_TASK BRIEF_
An exact copy is needed of the lines from the line holding "Definition of the keypoint: for every instance of the side" through the final line of the listing below, both included.

_RECORDED DATA_
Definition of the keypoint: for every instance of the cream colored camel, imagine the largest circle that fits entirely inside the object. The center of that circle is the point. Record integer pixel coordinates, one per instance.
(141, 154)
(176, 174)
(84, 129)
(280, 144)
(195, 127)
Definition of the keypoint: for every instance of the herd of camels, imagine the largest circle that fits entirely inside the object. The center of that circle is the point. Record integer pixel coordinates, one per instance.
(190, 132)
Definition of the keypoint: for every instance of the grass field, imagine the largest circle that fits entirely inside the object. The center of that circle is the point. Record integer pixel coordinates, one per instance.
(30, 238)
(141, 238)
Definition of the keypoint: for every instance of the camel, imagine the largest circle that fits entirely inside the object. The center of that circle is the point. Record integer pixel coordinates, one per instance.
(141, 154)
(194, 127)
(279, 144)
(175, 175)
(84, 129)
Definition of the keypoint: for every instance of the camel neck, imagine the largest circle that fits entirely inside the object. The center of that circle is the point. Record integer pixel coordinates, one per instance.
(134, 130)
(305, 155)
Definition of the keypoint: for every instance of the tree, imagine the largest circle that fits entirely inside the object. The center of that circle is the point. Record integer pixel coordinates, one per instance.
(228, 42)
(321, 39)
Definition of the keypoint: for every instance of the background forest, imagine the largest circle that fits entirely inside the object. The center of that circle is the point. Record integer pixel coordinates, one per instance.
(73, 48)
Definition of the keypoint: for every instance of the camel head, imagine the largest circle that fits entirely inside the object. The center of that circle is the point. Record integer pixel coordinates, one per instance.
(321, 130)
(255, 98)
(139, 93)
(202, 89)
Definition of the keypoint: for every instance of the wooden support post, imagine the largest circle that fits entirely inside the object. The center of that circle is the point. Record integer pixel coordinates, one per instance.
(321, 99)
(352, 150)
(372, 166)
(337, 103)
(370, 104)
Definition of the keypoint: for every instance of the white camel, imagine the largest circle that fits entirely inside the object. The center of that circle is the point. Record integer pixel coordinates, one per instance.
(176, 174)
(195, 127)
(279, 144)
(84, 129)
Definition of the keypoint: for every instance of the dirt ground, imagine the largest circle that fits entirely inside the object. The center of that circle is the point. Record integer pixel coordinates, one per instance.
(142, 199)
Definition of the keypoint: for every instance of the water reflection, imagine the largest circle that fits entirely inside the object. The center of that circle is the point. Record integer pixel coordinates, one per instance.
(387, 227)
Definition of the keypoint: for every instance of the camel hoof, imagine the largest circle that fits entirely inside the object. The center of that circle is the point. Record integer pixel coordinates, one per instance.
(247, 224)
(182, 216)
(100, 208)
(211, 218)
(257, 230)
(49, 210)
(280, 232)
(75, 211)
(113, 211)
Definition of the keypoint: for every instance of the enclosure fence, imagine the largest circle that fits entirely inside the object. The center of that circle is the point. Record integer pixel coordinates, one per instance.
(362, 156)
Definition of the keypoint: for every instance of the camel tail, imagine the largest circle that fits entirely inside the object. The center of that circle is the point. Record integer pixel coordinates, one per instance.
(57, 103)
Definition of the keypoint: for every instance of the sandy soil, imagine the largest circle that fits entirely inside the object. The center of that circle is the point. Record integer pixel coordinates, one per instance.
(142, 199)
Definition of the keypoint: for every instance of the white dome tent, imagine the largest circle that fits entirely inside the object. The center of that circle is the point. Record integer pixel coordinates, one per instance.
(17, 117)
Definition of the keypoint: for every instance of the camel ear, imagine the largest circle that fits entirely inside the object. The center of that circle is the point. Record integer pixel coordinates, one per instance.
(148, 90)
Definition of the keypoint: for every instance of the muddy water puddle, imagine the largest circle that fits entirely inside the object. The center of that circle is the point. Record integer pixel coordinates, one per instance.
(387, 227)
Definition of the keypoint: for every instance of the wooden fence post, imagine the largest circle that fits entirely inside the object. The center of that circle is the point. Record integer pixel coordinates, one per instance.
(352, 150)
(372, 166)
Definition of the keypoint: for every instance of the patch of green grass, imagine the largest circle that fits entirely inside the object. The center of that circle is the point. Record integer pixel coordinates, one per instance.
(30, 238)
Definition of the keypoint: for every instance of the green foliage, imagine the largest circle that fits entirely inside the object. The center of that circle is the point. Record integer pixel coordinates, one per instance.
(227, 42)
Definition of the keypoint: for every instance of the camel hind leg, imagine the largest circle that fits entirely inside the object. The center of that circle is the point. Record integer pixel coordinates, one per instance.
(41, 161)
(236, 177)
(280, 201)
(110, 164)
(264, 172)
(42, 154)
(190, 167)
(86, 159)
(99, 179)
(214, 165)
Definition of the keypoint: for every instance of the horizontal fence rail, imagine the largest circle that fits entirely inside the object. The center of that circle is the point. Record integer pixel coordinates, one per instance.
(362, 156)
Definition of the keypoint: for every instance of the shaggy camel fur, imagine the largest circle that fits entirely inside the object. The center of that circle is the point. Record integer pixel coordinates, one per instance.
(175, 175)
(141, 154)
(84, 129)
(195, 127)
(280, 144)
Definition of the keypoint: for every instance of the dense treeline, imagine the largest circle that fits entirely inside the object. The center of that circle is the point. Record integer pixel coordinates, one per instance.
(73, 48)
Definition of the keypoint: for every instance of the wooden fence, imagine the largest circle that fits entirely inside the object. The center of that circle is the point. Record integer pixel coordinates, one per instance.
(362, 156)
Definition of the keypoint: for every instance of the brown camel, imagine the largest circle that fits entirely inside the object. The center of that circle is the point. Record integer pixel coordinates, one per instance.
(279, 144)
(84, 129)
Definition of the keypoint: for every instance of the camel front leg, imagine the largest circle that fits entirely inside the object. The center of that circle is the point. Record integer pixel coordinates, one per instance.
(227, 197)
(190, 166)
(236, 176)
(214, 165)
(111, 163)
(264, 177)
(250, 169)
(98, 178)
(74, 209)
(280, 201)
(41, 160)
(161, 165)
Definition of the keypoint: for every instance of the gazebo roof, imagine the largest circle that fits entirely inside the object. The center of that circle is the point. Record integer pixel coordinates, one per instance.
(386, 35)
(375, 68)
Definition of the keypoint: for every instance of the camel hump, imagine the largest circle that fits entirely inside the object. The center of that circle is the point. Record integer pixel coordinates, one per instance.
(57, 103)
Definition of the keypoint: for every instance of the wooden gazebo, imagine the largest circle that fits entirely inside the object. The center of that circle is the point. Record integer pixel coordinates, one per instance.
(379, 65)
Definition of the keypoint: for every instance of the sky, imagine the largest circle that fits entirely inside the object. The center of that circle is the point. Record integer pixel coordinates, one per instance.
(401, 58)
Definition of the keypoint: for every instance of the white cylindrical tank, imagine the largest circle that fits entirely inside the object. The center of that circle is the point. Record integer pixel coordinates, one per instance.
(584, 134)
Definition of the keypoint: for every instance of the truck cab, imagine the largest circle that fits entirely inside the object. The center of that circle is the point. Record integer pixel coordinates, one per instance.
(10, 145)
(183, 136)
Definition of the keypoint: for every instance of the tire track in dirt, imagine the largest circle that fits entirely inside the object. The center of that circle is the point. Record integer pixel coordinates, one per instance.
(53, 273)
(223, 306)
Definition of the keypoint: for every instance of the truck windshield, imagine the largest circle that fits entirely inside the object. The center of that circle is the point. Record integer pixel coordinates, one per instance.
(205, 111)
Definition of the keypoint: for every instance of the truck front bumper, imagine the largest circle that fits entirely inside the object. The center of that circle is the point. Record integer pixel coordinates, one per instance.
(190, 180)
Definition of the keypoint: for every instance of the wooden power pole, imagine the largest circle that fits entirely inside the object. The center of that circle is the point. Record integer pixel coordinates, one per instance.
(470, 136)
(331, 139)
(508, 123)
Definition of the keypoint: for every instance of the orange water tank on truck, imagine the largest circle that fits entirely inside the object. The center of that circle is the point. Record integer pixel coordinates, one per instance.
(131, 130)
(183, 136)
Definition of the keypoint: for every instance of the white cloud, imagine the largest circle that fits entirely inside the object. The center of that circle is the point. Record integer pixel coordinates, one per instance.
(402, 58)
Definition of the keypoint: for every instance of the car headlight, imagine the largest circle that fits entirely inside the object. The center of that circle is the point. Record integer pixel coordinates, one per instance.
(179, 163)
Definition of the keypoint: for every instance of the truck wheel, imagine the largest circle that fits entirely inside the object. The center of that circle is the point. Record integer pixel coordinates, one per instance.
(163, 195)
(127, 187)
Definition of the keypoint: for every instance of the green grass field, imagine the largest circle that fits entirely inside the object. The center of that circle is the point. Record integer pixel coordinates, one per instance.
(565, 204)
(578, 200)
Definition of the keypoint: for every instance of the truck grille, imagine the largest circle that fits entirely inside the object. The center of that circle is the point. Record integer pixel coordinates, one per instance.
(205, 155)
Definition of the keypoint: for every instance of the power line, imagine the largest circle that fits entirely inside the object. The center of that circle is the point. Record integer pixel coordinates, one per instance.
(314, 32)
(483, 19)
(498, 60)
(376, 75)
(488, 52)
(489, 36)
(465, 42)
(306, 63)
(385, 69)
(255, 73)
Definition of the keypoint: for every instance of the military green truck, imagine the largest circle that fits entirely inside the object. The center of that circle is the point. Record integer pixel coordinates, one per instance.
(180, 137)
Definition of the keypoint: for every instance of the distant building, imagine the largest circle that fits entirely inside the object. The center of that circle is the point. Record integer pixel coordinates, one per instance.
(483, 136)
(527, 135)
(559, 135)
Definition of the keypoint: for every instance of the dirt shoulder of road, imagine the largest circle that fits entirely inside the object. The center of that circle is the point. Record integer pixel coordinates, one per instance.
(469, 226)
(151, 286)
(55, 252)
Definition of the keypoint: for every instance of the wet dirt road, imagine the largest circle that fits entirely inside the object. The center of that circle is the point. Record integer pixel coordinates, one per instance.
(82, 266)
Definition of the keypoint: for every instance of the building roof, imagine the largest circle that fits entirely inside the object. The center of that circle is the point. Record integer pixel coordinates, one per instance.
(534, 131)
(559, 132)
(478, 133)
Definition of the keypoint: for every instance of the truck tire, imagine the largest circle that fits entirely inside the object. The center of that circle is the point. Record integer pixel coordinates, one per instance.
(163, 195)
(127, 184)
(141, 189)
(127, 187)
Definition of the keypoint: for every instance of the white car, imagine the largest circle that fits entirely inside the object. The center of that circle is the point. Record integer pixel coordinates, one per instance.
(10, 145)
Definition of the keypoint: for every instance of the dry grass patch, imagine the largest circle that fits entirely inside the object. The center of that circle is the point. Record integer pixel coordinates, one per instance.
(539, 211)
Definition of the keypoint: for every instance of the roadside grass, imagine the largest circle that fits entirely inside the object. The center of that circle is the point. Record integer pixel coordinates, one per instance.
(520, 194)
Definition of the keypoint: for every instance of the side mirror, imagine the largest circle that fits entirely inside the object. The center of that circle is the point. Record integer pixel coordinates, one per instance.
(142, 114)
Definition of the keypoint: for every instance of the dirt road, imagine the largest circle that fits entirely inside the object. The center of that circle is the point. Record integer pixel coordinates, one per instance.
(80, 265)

_TASK OUTPUT_
Definition of the keypoint: for every instance of the side mirror, imagine the largest circle that fits entirely inside the object. The center of that circle is the point. Record integer pixel coordinates, one per instance.
(142, 114)
Definition of the keypoint: for every instance of the dirt road, imagine the largest circle that fits entirely inside the object. The center of that circle is the point. Record integer pixel coordinates, one per instance.
(80, 265)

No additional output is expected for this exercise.